* **Your task**
Please copy the listing below word for word, leaving out the pictures.

--- Start Raw data ---

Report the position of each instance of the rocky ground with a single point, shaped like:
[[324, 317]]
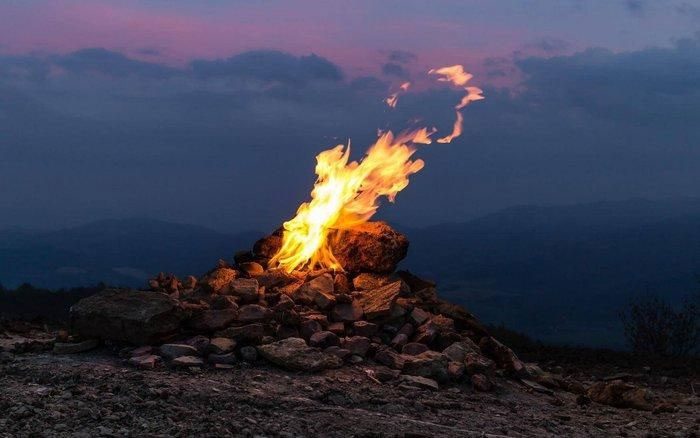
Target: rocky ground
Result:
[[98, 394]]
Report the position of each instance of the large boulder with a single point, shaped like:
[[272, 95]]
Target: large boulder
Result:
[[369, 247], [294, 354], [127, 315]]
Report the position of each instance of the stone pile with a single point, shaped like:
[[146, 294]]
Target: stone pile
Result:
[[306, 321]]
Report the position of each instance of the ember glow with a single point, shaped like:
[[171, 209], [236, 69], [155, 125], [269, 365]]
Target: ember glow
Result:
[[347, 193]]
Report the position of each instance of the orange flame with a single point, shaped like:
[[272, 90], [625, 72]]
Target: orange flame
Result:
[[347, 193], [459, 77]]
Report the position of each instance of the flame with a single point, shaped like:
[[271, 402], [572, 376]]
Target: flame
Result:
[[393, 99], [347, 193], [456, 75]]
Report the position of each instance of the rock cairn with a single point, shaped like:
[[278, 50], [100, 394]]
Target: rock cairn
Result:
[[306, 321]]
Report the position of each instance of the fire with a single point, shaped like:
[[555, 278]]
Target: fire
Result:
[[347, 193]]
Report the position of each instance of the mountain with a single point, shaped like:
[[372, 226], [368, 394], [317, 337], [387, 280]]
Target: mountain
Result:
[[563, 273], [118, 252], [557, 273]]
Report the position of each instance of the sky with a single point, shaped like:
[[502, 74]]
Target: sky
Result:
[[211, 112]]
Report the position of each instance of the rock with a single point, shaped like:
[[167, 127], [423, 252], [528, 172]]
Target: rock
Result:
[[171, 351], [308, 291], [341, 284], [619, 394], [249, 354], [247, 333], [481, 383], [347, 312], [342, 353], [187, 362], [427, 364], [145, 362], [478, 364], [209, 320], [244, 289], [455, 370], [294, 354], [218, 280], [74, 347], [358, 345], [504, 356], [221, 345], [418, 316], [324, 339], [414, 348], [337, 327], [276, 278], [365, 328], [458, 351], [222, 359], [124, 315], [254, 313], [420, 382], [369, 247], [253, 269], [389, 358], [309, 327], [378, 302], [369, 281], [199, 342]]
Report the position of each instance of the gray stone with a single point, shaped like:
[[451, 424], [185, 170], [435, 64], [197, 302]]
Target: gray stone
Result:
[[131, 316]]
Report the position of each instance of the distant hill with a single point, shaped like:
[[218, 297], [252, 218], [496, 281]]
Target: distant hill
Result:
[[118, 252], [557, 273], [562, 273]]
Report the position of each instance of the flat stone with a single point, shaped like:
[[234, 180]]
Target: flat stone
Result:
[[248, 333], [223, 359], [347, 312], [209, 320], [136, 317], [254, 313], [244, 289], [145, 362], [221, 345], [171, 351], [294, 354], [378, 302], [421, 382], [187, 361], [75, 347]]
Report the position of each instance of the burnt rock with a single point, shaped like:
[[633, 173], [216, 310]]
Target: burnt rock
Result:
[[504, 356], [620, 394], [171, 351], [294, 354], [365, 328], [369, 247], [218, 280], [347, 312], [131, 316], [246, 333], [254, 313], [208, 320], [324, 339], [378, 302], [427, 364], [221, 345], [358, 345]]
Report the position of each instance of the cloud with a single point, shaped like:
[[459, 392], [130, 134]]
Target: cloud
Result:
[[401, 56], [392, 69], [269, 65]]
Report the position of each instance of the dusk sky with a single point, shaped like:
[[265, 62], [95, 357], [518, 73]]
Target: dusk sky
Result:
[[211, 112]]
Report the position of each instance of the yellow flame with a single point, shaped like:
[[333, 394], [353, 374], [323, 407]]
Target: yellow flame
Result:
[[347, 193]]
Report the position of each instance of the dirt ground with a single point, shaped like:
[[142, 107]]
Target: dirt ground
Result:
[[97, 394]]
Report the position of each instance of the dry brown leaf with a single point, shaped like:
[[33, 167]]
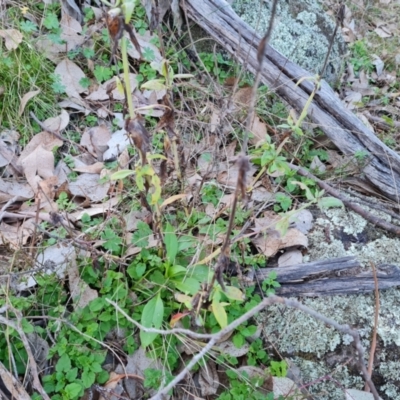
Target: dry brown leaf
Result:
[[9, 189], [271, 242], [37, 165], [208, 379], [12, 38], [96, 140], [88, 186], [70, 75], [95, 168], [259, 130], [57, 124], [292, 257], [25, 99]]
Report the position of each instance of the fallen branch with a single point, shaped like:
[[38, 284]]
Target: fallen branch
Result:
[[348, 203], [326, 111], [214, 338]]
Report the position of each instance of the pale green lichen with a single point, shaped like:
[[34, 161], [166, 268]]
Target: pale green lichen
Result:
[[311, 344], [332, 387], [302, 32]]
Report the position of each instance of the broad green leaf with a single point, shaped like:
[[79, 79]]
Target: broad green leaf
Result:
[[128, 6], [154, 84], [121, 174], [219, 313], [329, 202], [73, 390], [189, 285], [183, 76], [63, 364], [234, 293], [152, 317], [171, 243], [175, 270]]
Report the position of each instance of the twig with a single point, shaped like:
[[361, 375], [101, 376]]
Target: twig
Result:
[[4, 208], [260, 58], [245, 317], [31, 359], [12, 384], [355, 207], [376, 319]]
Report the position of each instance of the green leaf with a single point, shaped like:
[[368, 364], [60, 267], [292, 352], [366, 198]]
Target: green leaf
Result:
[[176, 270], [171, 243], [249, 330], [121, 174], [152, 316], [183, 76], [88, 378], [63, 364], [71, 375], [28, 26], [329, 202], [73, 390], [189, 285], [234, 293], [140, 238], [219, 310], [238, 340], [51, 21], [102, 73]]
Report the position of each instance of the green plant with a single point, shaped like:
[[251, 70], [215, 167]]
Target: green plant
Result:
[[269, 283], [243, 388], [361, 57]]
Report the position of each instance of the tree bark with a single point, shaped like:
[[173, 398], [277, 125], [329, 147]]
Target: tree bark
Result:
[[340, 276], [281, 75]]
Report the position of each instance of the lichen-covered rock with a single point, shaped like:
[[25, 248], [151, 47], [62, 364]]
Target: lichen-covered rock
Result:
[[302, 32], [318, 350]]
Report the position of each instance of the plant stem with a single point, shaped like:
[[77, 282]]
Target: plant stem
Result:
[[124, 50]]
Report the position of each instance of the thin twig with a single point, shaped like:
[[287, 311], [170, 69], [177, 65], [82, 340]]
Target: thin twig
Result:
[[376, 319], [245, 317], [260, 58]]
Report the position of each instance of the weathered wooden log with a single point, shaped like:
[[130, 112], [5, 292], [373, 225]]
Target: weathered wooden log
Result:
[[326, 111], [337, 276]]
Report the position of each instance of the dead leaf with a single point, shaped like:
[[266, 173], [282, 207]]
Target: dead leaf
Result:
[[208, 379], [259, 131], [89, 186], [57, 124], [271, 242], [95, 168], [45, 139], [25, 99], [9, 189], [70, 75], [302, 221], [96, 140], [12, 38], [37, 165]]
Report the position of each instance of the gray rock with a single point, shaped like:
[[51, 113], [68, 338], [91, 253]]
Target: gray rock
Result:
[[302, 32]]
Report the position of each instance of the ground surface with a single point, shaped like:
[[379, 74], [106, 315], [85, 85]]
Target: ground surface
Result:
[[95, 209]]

--- End Raw data ---

* **Result for this task**
Report the position of each instance of the rocky ground with a single point, shaped like:
[[324, 317]]
Target: rocky ground
Result:
[[98, 394]]
Report the position of each instance of the large boulder with a single point, shaped like:
[[272, 95]]
Target: large boulder
Result:
[[369, 247], [294, 354], [127, 315]]
Report the position of each instance of the stone pile with a single point, shaped like:
[[146, 294]]
Target: stone pile
Result:
[[306, 321]]
Report the position of each instance of the ember glow with a single point, shaped like:
[[171, 209], [236, 69], [155, 125], [269, 365]]
Target: ember glow
Result:
[[347, 193]]
Report the position of each instance of the orange flame with a single point, shaped like:
[[272, 90], [625, 72]]
Target: orange flame
Result:
[[347, 193], [459, 77]]
Report the position of each instance of the flame with a single point, shaped like:
[[271, 402], [572, 376]]
Target: flame
Result:
[[393, 99], [347, 193], [456, 75]]
Report the position of each instance of the rock cairn with a single point, shaped like:
[[278, 50], [100, 394]]
Target: rock cairn
Result:
[[306, 321]]
Report the position of each instance of the fire with a single point, shaped like:
[[555, 278]]
Target: fire
Result:
[[347, 193]]
Report the position of each instance of the mountain with a single point, shaped like:
[[372, 226], [368, 394], [317, 337], [387, 280]]
Target: mountain
Result:
[[563, 273], [118, 252], [557, 273]]
Report the position of each instance of the sky with a single point, shaped like:
[[502, 74]]
Target: sky
Result:
[[211, 112]]
Report the position of each instance of the rock with a single point, shaped like:
[[167, 127], [423, 252], [528, 172]]
Target: rock
Result:
[[171, 351], [308, 291], [341, 284], [619, 394], [249, 354], [247, 333], [481, 383], [347, 312], [342, 353], [187, 362], [427, 364], [145, 362], [478, 364], [209, 320], [244, 289], [455, 370], [294, 354], [218, 280], [74, 347], [358, 345], [504, 356], [221, 345], [418, 316], [324, 339], [414, 348], [337, 327], [276, 278], [365, 328], [458, 351], [222, 359], [124, 315], [254, 313], [420, 382], [369, 247], [253, 269], [389, 358], [309, 327], [378, 302], [369, 281], [199, 342]]
Report the position of each instance of the gray stone with a single point, shaped like:
[[451, 424], [185, 170], [435, 64], [197, 302]]
Target: gray stone
Result:
[[131, 316]]
Report the position of each instance of the distant hill with a single point, shaped like:
[[218, 297], [252, 218], [496, 281]]
Target: distant hill
Result:
[[118, 252], [557, 273], [562, 273]]
Report the position of each instance of the flat stone with a single point, shaped like:
[[234, 180]]
Target: flat stone
Result:
[[248, 333], [223, 359], [347, 312], [209, 320], [136, 317], [254, 313], [244, 289], [145, 362], [221, 345], [171, 351], [294, 354], [378, 302], [421, 382], [187, 361], [75, 347]]
Report the position of each instance of the burnt rock with a single point, shaped like:
[[633, 173], [216, 310]]
Target: burnt rock
Result:
[[504, 356], [620, 394], [171, 351], [294, 354], [365, 328], [369, 247], [218, 280], [347, 312], [131, 316], [246, 333], [254, 313], [208, 320], [324, 339], [378, 302], [427, 364], [221, 345], [358, 345]]
Report the position of each instance of the cloud with a single point, shaped like:
[[459, 392], [130, 134]]
Target: cloud
Result:
[[401, 56], [392, 69], [269, 65]]
Report the position of each instance of the dusk sky with a single point, shaped like:
[[265, 62], [95, 357], [518, 73]]
Target: dusk sky
Result:
[[211, 112]]
Report the position of each instance of the yellow flame with a single point, shaped like:
[[333, 394], [353, 374], [323, 407]]
Target: yellow flame
Result:
[[347, 193]]
Report the position of each instance of the dirt ground with a single point, shaped like:
[[142, 107]]
Target: dirt ground
Result:
[[97, 394]]
Report the position of each instance of the dry brown leaf with a single point, shaped like:
[[33, 167]]
Target: dry brown leaf
Result:
[[9, 189], [271, 242], [37, 165], [208, 379], [12, 38], [96, 140], [88, 186], [70, 75], [95, 168], [259, 130], [57, 124], [292, 257], [25, 99]]
Report the position of each instance of the fallen branch with a single point, shaped like:
[[38, 284]]
Target: fallen branch
Result:
[[348, 203], [326, 111], [214, 338]]
Report the position of each instance of the pale green lichen with a single point, shaped like:
[[34, 161], [166, 268]]
Target: pale green lichen
Result:
[[311, 344], [332, 387], [302, 32]]
Report the position of each instance of the broad green leaf with a single point, shaped like:
[[79, 79]]
Target: broad green leaf
Result:
[[128, 6], [154, 84], [121, 174], [219, 313], [329, 202], [73, 390], [189, 285], [183, 76], [63, 364], [234, 293], [152, 317], [171, 243], [175, 270]]
Report the position of each instance of the twig with a single point, shaped like:
[[361, 375], [101, 376]]
Target: twig
Result:
[[4, 208], [260, 58], [245, 317], [31, 359], [12, 384], [355, 207], [376, 319]]
Report the position of each instance of the green leaf with a single point, shaped like:
[[368, 364], [60, 267], [292, 352], [366, 198]]
Target: green leaf
Result:
[[176, 270], [171, 243], [249, 330], [121, 174], [152, 316], [183, 76], [88, 378], [63, 364], [71, 375], [28, 26], [329, 202], [73, 390], [189, 285], [234, 293], [140, 238], [219, 310], [238, 340], [51, 21], [102, 73]]
Report the position of each instance of the green plant with a single point, shaped like:
[[251, 70], [215, 167]]
Target: green plant
Result:
[[269, 283], [243, 388], [361, 57]]
Report the position of each instance of the tree bark with a single point, shaped like:
[[173, 398], [277, 125], [329, 147]]
Target: tree bark
Result:
[[340, 276], [281, 75]]
Report the position of each instance of the lichen-covered rock with a single point, shaped like:
[[25, 248], [151, 47], [62, 364]]
Target: lichen-covered rock
Result:
[[302, 32], [318, 350]]
Report the position of each instance of the plant stem with a single point, shaped like:
[[77, 282]]
Target: plant stem
Result:
[[124, 50]]
Report the position of each instance of the thin twig with a single point, shaped like:
[[287, 311], [170, 69], [177, 65], [82, 340]]
Target: thin twig
Result:
[[376, 319], [245, 317], [260, 58]]
Report the position of each instance of the weathered wooden log with a single point, shaped like:
[[130, 112], [5, 292], [373, 225]]
Target: weathered wooden log
Result:
[[326, 111], [337, 276]]
Report the position of each instance of the dead leaf with a single point, shaped like:
[[266, 173], [282, 207]]
Target: dead leaf
Result:
[[208, 379], [259, 131], [89, 186], [57, 124], [271, 242], [95, 168], [45, 139], [25, 99], [9, 189], [70, 75], [302, 221], [96, 140], [12, 38], [37, 165]]
Report the position of each instance of the gray rock with a single point, shaped like:
[[51, 113], [68, 338], [91, 253]]
Target: gray rock
Result:
[[302, 32]]
Report the position of each instance of the ground surface with a single point, shaped like:
[[379, 74], [106, 315], [85, 85]]
Target: ground surface
Result:
[[95, 209]]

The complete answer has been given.